● DATA EXCERPTS:
++++++++++++++++++++

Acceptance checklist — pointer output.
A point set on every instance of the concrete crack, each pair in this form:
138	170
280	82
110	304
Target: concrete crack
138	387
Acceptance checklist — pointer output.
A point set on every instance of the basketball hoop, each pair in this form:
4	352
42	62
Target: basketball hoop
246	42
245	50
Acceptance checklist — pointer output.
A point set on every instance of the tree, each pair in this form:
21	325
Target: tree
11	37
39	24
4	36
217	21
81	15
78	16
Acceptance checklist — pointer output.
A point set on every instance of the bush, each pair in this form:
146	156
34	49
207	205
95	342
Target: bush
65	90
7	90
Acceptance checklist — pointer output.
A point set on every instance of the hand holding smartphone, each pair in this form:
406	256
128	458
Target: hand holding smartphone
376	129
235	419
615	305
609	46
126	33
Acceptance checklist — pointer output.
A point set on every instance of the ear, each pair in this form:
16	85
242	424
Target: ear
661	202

++++++++++++++++++++

● PROBLEM DETAILS:
From the records above, extract every line exactly as it stands.

● FINAL ANSWER:
Acceptance checklist — pointer output.
A point set on every instance of the concrete crack, each pair in this form:
138	170
280	82
110	304
Target: concrete crack
138	387
Acceptance checklist — pointer output.
A point set on every instance of the basketball hoop, each pair in this form:
4	352
42	62
Target: basketball hoop
246	42
245	50
Acceptance checklist — pointer output.
A point set on every instance of the tree, each pair in this form:
21	325
Target: tree
11	37
39	24
4	36
217	21
81	15
78	16
Acceptance checklist — pointer output.
A point set on every instance of the bush, each pair in this form:
146	156
34	49
207	205
95	342
Target: bush
65	90
7	90
Acceptance checklist — pointer output.
A point set on every instance of the hand holding smartphone, each pair in this form:
406	256
128	458
Target: hand holding smartphone
376	129
235	419
615	305
609	46
126	33
Acceptance checklist — pointer output.
A point set on every instance of the ear, each pair in this form:
16	85
242	424
Target: ear
661	202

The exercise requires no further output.